=== PASSAGE SHOWN ===

The test was as follows:

Python

def replace(list):
    list[0] = 3
    print(list)

aList = [1, 2, 3]
print(aList)
replace(aList)
print(aList)

Objective-C

- (void)replace:(NSMutableArray *)array {
    array[0] = @1;
    NSLog(@"array: %@, address: %p\n%lx", array, array, (long)&array);
}

NSMutableArray *array = [@[@1, @2, @3] mutableCopy];
NSLog(@"original: %@, address: %p \n%lx", array, array, (long)&array);
[self replace:array];
NSLog(@"modified: %@, address: %p \n%lx", array, array, (long)&array);

Swift

var numbers = [1, 2, 3]
let replace = { (var array:[Int]) -> Void in
    array[0] = 2
    print("array: \(array) address:\(unsafeAddressOf(array as! AnyObject))")

===

REQUIRED TASK 1> Summarize the array-replacement test in two sentences.
REQUIRED TASK 2> Carry on the array-replacement test from its last line shown.
The rows that follow are not needed for either task.

=== DATA SHOWN ===

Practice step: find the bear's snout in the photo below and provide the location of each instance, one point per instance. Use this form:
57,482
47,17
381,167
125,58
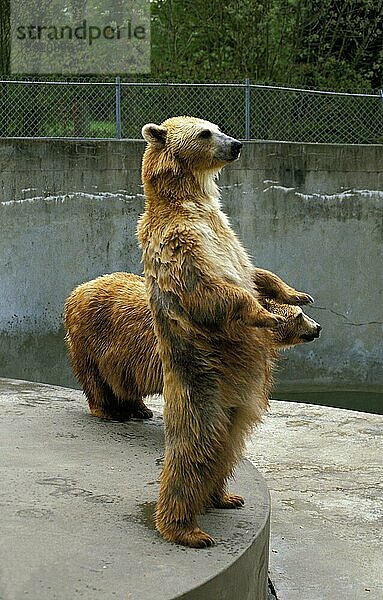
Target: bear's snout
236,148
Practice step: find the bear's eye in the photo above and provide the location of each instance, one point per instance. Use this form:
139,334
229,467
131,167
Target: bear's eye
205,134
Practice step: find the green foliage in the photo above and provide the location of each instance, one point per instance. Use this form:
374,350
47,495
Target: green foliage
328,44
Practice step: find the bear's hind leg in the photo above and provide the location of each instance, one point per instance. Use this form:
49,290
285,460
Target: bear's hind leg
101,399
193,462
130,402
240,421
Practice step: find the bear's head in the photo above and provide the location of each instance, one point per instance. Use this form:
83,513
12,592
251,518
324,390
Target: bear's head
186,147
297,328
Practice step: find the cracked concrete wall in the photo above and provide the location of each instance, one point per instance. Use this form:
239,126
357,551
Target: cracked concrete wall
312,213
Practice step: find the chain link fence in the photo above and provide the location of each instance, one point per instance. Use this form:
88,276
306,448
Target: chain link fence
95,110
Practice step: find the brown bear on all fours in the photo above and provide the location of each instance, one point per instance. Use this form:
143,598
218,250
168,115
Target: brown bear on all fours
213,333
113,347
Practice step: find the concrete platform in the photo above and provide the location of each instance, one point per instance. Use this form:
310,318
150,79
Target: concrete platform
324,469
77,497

===

TASK OUTPUT 1> The test defines, in Python, Objective-C, and Swift, a function or closure that takes an array, assigns a new value to its first element, and prints the result, with the Objective-C and Swift versions also reporting an address. In the Python and Objective-C versions, the original array of 1, 2, and 3 is printed before and after the function is called on it.

TASK OUTPUT 2>
}

print("original: \(numbers) address:\(unsafeAddressOf(numbers as! AnyObject))")
replace(numbers)
print("modified: \(numbers) address:\(unsafeAddressOf(numbers as! AnyObject))")

All the results came out as expected except for the address part in Swift. In Objective-C, the address of array remained the same in original and modified, but the print result of Swift was:

original: [1, 2, 3] address:0x00007f8ce1e092c0
array: [2, 2, 3] address:0x00007f8ce1f0c5d0
modified: [1, 2, 3] address:0x00007f8ce4800a10

Is there something I'm missing?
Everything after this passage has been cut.